(Image point grounding data)
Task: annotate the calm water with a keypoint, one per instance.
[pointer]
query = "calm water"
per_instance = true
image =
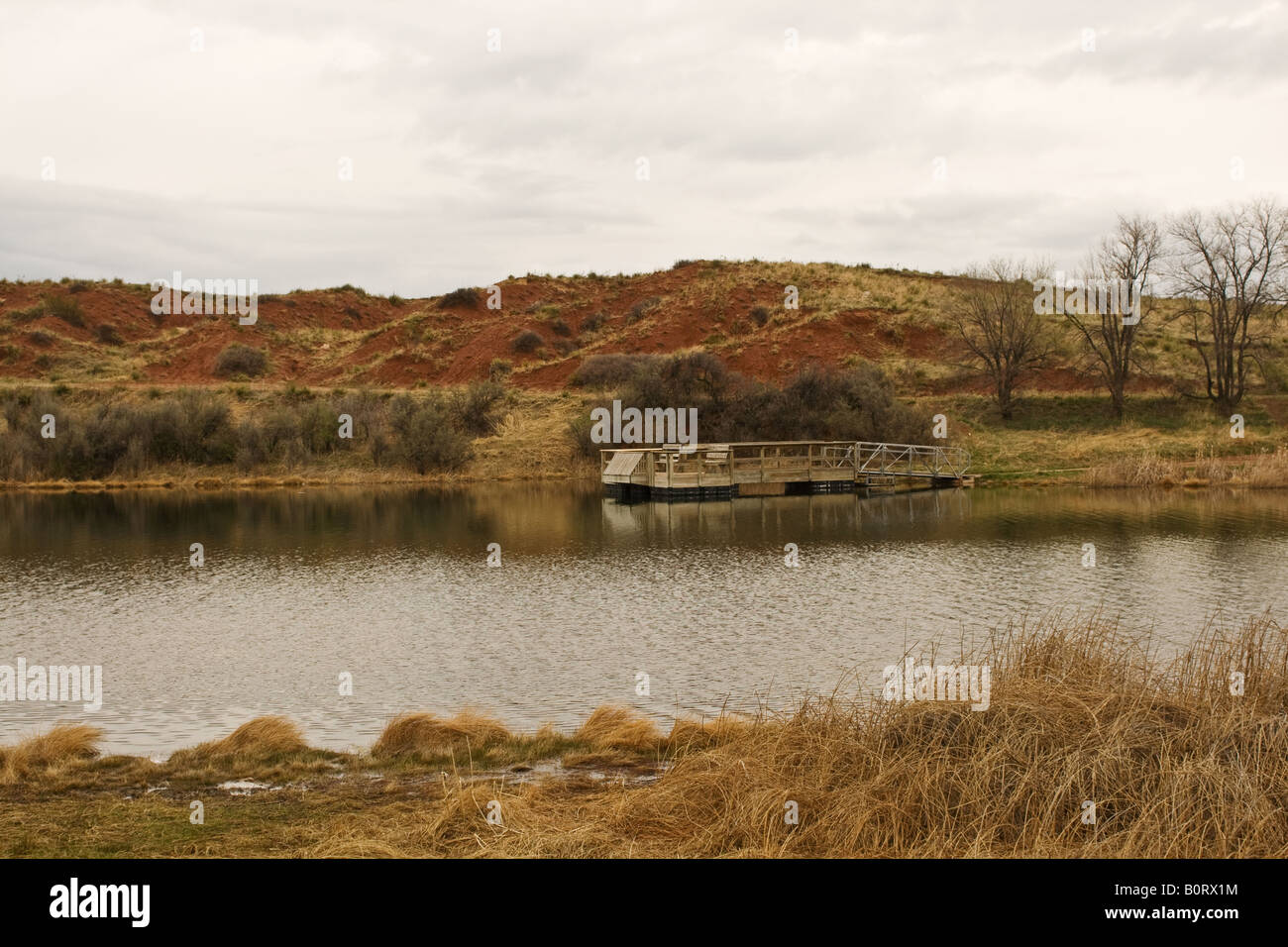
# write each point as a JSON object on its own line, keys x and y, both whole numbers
{"x": 391, "y": 586}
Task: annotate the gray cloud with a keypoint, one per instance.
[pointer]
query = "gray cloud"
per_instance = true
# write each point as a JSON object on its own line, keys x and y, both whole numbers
{"x": 472, "y": 165}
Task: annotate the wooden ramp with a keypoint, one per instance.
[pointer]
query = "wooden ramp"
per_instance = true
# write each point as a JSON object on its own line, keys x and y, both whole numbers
{"x": 774, "y": 468}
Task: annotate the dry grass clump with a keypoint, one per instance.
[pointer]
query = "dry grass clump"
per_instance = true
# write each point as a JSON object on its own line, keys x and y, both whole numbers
{"x": 699, "y": 735}
{"x": 44, "y": 753}
{"x": 1183, "y": 758}
{"x": 618, "y": 728}
{"x": 426, "y": 736}
{"x": 1175, "y": 764}
{"x": 1257, "y": 471}
{"x": 262, "y": 738}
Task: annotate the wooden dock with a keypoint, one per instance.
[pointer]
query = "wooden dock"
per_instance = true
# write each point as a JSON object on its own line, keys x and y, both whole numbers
{"x": 774, "y": 468}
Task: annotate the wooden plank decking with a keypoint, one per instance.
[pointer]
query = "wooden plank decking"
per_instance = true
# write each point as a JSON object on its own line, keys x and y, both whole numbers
{"x": 773, "y": 468}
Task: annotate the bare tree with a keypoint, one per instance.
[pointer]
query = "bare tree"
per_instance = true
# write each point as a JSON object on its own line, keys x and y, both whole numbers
{"x": 996, "y": 318}
{"x": 1120, "y": 270}
{"x": 1232, "y": 268}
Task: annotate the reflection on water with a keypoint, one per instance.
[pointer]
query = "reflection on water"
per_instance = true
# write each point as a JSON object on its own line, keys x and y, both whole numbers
{"x": 391, "y": 586}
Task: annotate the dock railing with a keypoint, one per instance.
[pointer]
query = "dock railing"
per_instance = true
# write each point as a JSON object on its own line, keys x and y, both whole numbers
{"x": 772, "y": 462}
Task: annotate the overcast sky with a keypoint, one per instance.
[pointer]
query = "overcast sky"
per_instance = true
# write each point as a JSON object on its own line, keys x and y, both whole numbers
{"x": 915, "y": 134}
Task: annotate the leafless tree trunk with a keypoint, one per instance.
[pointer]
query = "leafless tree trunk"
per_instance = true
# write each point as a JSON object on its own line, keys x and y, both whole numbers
{"x": 1232, "y": 268}
{"x": 1125, "y": 261}
{"x": 996, "y": 318}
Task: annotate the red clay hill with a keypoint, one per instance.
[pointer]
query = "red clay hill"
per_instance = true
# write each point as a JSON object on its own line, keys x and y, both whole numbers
{"x": 84, "y": 331}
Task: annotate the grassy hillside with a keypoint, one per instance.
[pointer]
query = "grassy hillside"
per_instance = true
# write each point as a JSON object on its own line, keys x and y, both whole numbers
{"x": 97, "y": 346}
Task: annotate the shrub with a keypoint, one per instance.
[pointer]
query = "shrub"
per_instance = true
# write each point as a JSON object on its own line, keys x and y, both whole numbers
{"x": 475, "y": 408}
{"x": 467, "y": 296}
{"x": 527, "y": 341}
{"x": 426, "y": 440}
{"x": 241, "y": 360}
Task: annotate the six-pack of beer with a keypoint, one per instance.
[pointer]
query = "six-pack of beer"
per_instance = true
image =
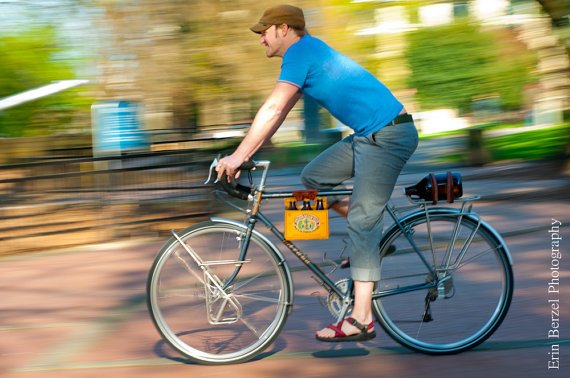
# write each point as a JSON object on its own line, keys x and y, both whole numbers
{"x": 306, "y": 216}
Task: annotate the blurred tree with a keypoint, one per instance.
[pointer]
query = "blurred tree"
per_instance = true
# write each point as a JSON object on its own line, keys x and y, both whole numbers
{"x": 30, "y": 60}
{"x": 454, "y": 64}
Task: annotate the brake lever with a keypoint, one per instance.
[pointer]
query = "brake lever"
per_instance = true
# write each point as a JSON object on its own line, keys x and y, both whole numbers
{"x": 212, "y": 170}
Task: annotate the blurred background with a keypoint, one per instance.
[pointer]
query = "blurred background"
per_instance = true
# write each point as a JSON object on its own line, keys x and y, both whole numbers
{"x": 112, "y": 110}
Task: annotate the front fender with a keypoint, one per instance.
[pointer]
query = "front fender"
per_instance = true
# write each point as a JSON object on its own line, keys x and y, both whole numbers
{"x": 271, "y": 246}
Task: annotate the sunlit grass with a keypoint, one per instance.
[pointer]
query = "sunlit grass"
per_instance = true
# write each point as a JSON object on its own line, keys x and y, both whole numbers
{"x": 529, "y": 145}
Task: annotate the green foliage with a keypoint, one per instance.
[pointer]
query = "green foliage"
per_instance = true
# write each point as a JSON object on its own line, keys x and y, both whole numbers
{"x": 454, "y": 64}
{"x": 536, "y": 144}
{"x": 29, "y": 60}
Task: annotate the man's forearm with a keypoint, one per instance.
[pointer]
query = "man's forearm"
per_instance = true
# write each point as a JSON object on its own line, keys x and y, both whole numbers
{"x": 266, "y": 122}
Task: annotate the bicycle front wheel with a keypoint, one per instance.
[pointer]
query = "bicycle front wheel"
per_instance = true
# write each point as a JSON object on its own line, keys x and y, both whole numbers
{"x": 448, "y": 283}
{"x": 199, "y": 313}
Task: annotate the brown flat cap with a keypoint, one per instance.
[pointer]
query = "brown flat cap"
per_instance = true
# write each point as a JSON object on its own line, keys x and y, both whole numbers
{"x": 278, "y": 15}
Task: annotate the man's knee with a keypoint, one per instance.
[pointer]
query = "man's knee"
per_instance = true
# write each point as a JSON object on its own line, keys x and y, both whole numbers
{"x": 307, "y": 178}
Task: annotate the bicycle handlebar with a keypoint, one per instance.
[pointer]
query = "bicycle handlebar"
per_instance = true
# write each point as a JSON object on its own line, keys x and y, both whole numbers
{"x": 232, "y": 187}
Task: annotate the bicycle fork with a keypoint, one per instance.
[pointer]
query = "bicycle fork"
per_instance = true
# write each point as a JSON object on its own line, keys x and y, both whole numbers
{"x": 222, "y": 307}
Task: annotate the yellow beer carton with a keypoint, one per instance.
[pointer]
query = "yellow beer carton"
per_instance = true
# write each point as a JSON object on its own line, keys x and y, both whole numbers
{"x": 306, "y": 216}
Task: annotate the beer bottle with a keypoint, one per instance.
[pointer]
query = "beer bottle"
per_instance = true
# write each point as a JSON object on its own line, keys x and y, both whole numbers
{"x": 292, "y": 205}
{"x": 433, "y": 187}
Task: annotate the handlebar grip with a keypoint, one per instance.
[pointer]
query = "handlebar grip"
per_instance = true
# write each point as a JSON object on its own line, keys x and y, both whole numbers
{"x": 233, "y": 188}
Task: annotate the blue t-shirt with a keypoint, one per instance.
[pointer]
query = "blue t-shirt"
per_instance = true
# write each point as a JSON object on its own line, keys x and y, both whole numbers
{"x": 343, "y": 87}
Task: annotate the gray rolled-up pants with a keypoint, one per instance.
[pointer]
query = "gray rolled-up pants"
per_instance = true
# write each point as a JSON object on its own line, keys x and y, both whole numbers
{"x": 375, "y": 162}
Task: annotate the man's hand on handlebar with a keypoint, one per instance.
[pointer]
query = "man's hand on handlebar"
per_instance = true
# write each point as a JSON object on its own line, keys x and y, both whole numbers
{"x": 230, "y": 166}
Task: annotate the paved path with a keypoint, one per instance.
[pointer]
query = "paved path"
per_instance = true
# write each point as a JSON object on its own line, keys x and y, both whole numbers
{"x": 81, "y": 312}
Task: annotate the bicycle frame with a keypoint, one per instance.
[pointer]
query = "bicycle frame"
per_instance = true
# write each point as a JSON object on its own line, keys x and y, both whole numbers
{"x": 255, "y": 215}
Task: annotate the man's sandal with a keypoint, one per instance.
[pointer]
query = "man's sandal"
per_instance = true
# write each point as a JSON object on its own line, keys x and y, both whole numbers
{"x": 339, "y": 335}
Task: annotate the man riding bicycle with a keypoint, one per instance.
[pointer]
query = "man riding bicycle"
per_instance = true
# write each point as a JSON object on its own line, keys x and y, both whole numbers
{"x": 384, "y": 139}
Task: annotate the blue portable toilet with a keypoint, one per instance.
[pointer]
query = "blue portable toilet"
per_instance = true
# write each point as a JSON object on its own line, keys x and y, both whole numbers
{"x": 117, "y": 128}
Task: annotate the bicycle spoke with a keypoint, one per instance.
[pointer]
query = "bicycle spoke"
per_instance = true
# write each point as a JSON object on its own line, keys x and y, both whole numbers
{"x": 194, "y": 312}
{"x": 467, "y": 301}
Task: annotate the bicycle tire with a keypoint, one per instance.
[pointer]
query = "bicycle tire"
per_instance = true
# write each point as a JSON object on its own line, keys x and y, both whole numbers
{"x": 193, "y": 315}
{"x": 471, "y": 304}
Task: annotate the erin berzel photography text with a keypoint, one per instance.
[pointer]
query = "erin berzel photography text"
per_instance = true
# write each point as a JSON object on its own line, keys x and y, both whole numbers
{"x": 554, "y": 294}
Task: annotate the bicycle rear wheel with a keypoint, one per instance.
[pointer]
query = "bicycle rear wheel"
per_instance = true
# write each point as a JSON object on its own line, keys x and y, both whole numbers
{"x": 460, "y": 305}
{"x": 197, "y": 316}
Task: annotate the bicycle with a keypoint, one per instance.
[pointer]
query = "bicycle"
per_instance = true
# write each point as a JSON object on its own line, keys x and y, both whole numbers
{"x": 220, "y": 292}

• WHAT YOU SHOULD DO
How many lines in the data above hold the word "calm"? Answer with the number alone.

• RESPONSE BOX
2